## [Text provided]

[Begin]

Can you try with current main? Who's we?

<!-- gh-comment-id:3008767381 --> @djc commented on GitHub (Jun 26, 2025): Can you try with current `main`? Who's we?
Author
Owner

@cr-tk commented on GitHub (Jun 26, 2025):

Testing with the current main required some code changes, because some APIs changed since the last alpha version.

I've now adapted the example code to test against the newest 88cb3033ae.
Interestingly, the behavior improved significantly: the lookup now finishes within the timeout period of one attempt, and delivers an IP lookup. It still sends out about ~250 DNS packets to do so though, which feels excessive.

On 64c137d898, the behavior was still problematic. This result suggests that #3042 is likely responsible for this bug behavior and that the recently merged #3075 improved it.

"We" is Turnkey. We're using hickory-resolver in https://github.com/tkhq/qos/ .

use hickory_resolver::TokioResolver;
use hickory_resolver::{
    config::{NameServerConfig, ResolverConfig, ResolverOpts},
    proto::runtime::TokioRuntimeProvider,
};
use std::net::IpAddr;

#[tokio::main]
async fn main() {
    // Alibaba DNS, this resolver strips DNSSEC
    let resolver_ip = IpAddr::V4([223, 5, 5, 5].into());

    // For comparison: regular Google DNS resolver
    // let resolver_ip = IpAddr::V4([8,8,8,8].into());

    let resolver_config =
        ResolverConfig::from_parts(None, vec![], vec![NameServerConfig::udp(resolver_ip)]);

    let mut resolver_builder = {
        // use the system resolver configuration
        TokioResolver::builder_with_config(resolver_config, TokioRuntimeProvider::default())

[End]

## [Request A]
Reproduce the part of the GitHub thread from "Can you try with current main?" up to and including "#3075 improved it.".
## [Request B]
According to the GitHub thread, about how many DNS packets does the lookup still send when tested against the newest main?
The records that come after this are separate material and have no connection to the thread.

## [Provided data]
[Begin]

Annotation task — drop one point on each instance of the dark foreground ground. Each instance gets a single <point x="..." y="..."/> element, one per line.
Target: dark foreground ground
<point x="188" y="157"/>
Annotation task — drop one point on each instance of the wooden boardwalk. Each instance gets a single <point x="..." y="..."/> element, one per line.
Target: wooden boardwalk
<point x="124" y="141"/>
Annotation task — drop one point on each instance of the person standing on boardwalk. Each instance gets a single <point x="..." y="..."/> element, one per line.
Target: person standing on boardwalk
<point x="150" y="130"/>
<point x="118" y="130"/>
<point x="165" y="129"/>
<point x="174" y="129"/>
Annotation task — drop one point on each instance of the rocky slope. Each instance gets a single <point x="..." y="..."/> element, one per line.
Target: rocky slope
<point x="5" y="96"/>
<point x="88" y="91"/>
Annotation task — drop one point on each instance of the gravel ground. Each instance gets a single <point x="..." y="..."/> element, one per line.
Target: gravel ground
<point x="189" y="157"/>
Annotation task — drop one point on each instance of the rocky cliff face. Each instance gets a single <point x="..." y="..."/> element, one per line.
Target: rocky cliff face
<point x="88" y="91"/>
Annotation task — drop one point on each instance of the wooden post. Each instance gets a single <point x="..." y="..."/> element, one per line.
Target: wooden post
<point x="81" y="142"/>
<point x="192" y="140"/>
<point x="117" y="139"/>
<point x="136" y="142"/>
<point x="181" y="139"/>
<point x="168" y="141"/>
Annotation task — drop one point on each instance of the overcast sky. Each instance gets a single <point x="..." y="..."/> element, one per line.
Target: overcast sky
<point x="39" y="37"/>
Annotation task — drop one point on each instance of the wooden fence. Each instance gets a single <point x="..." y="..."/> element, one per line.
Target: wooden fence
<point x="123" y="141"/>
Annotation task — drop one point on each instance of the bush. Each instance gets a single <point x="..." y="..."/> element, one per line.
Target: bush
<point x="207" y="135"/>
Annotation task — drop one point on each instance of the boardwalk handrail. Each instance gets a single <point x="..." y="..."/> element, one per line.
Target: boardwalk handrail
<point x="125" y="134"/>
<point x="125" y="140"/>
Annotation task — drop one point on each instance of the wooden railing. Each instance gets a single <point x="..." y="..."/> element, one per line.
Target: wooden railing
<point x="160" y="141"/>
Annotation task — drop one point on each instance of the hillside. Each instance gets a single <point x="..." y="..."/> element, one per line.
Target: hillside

[End]

## [Correct answer A]
Can you try with current main? Who's we?

<!-- gh-comment-id:3008767381 --> @djc commented on GitHub (Jun 26, 2025): Can you try with current `main`? Who's we?
Author
Owner

@cr-tk commented on GitHub (Jun 26, 2025):

Testing with the current main required some code changes, because some APIs changed since the last alpha version.

I've now adapted the example code to test against the newest 88cb3033ae.
Interestingly, the behavior improved significantly: the lookup now finishes within the timeout period of one attempt, and delivers an IP lookup. It still sends out about ~250 DNS packets to do so though, which feels excessive.

On 64c137d898, the behavior was still problematic. This result suggests that #3042 is likely responsible for this bug behavior and that the recently merged #3075 improved it.

## [Correct answer B]
About 250.